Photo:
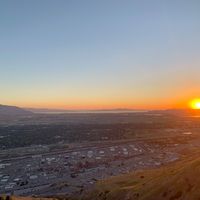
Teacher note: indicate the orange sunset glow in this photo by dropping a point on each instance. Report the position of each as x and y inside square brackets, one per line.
[195, 104]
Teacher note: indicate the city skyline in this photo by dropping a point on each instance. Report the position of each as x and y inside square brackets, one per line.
[99, 55]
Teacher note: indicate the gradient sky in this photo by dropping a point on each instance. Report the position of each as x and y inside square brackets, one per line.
[70, 54]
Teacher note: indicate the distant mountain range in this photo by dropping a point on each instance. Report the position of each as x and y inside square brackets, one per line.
[13, 110]
[46, 110]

_GIVEN EXERCISE:_ Print the listing above line for line without any changes, and omit the pictures.

_TASK ANSWER:_
Photo:
Teacher note: indicate the orange sunset glow in this photo by dropping a point on each instance. Report the position of each as x and y inside square brackets, one per line.
[195, 104]
Teacher note: indicate the city skyline in this photo by dropping a point on each instance. Report the position of each as x and y inside square brackets, one per line.
[99, 55]
Teacher note: indicate the gradient sky in this photo by dropping a point on each instance. Report the position of each as x and y inside square brackets, one per line.
[70, 54]
Teacher note: indicate the distant mountain range in this photo by dropping a point on each instance. Report the position of each as x and y inside square brackets, one per line.
[13, 110]
[46, 110]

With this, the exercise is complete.